--- Excerpted data ---
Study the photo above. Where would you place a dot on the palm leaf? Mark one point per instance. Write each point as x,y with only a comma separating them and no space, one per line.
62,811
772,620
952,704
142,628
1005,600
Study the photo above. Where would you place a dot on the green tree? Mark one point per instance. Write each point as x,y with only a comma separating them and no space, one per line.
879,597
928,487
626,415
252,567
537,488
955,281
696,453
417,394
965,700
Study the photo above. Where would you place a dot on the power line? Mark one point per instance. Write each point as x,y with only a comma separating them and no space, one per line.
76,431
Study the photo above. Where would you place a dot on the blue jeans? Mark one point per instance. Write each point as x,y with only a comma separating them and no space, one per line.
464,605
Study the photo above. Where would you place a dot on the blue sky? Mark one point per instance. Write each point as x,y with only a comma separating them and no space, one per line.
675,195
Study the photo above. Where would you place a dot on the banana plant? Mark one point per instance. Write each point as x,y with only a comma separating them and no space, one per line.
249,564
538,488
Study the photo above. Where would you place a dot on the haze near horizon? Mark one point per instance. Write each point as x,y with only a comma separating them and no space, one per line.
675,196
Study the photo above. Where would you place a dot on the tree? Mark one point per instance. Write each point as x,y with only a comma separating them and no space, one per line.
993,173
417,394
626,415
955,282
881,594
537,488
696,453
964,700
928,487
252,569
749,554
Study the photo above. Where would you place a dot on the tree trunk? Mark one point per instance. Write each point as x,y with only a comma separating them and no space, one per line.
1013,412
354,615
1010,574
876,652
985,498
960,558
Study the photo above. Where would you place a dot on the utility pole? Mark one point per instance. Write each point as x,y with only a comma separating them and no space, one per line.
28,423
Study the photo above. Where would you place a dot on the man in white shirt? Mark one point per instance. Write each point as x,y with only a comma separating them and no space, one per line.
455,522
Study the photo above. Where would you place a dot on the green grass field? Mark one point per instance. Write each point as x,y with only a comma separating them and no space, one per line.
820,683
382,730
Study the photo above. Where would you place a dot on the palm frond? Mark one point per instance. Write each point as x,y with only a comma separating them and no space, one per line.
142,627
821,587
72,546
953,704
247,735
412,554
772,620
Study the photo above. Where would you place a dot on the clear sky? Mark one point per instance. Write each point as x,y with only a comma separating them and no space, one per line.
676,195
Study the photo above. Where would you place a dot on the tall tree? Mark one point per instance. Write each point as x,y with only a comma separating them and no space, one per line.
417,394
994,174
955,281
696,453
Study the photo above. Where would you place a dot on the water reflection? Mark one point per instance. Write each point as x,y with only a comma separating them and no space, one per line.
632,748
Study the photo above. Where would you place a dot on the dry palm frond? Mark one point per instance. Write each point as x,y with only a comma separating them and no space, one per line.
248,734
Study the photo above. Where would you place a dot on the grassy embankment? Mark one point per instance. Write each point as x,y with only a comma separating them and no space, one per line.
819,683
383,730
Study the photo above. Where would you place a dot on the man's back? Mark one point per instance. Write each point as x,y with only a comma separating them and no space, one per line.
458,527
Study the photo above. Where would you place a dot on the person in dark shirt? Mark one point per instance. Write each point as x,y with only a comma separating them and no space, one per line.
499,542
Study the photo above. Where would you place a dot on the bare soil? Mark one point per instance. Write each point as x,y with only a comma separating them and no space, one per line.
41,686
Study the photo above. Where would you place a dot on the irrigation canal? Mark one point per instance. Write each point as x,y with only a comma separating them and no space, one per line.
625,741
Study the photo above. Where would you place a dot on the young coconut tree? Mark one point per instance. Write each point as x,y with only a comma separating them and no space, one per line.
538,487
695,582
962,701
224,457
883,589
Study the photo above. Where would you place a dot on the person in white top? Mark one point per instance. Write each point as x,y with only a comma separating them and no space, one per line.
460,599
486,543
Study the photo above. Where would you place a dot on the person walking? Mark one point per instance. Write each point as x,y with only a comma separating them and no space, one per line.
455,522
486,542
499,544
---
_Task to carry out_
Repeat the records above exactly.

_Correct result_
Study the photo above. Where would you place a dot on the palm leaf? Mark one point per instance. Write each point as x,y with only a comma separating them and no space, one per line.
62,811
772,620
952,704
142,628
1005,600
Study the photo above. Where would you place a dot on the green tree? Mark one point per instance. Write each point as x,y with only a comma separating them and no space, one per line.
879,597
928,487
626,415
252,567
537,488
955,281
696,453
417,394
965,700
Study the photo above. Where would you place a dot on the power line? Mark one point per instance. Write each point as x,y with only a comma separating them and no space, one per line.
76,431
Study the photo above. Where would you place a dot on the blue jeans? Mark one point per instance. Write each point as x,y with only a comma separating them and no space, one per line.
464,605
Study the photo above. Where would you place a dot on the blue sky? Mark one point per instance. Write each point as x,y with only a comma separating them and no space, one per line.
675,195
Study the photo above. Where would you place a dot on the banana plant? Mark one point per instance. Write each point as x,y with only a comma separating them and no space, one per line.
249,564
538,488
Study the photo above. Where would you place a dot on the haze near horizon? Mark one point per instance. Write each point as x,y with only a comma separating them and no space, one per line.
675,196
Study the photo above. Where would you place a dot on the tree? Mark one point per instance. Write each point as x,y with only a comma separating them and no space, one per line.
993,173
417,394
626,415
955,282
881,594
537,488
696,453
964,700
928,487
252,569
749,554
Study the photo above. Where would you place a dot on the tree trunk? Mark one point per instance. Write each point as x,y with only a comma separating them and no space, one per line.
1013,412
354,615
1010,574
876,652
985,498
960,558
Study the photo above. Where would you place a dot on the utility pole? Mark one point per instance. Write each point as x,y with only a comma separating them and no space, one per line.
28,423
Study the photo above. Where would you place a dot on the man in white shirt? Mark one point per instance. Write each point as x,y with only a comma separating them and no space, one per line.
455,522
Study the photo above. Where would you place a dot on the green grass field? Mark one point per instance. Write each point as x,y with only a comma separating them and no space, one per line.
820,683
382,730
Study the photo above. Where would you place a dot on the palm frond? Mark one point per instance. Write each point as x,y with only a comma separating them and no space, one per line.
142,627
821,587
72,546
953,704
247,735
412,554
772,620
Study the photo above. Where would you place a dot on the clear sky? Mark one point per instance. Write each point as x,y with only a comma separating them and no space, one per line.
676,195
Study the photo above. Where would you place a dot on the tall tree? Mark one point per instance. Write each point as x,y with only a comma separating them and no space, one per line.
417,394
994,174
955,281
696,453
Study the photo above. Where would you place a dot on the water reflection? Mark one point per instance. Write each point as x,y with only a comma separating them and no space, one per line.
632,748
Study the photo above. Where would you place a dot on the dry palm frond? Mark one point per instance. Write each point as x,y with only a comma separating them and no space, one per line.
248,734
Study the photo above. Where would you place a dot on the grassy embankment? Mark one point per instance. Write each point as x,y with only a comma separating them and no space, one per line.
819,683
383,730
Study the photo above. Where would you place a dot on the man's back? Mark one point per instance. Write each point as x,y with only a comma separating them and no space, one per line.
458,527
Study the photo above. Where would you place a dot on the person in dark shirt? Mark one point per instance. Write each point as x,y with only a comma separating them and no space, one per line.
499,542
Study the photo above. Where would you place a dot on the bare soil? Mark one point per instance. Write each point as x,y with only a comma separating them and no space, one per line.
41,686
Study the photo above. Where would you place a dot on the irrigation canal? Mark one point per instance. Write each point as x,y with only a comma separating them and no space, one per line.
625,741
Study the photo above. Where would you place a dot on the young coconut tree? Mark one point per instance. Write each point as x,y with only a comma separating them and no space, one per line.
538,487
695,582
962,701
224,457
883,589
Study the photo above. Where would you place a dot on the person in white top? Mark one point per instance. Write each point as x,y with only a comma separating them and no space, one per line.
460,599
486,543
Study the photo above. Where would you place a dot on the person walking? Mark one point per instance. Write each point as x,y with only a comma separating them and no space, one per line.
455,522
486,542
499,544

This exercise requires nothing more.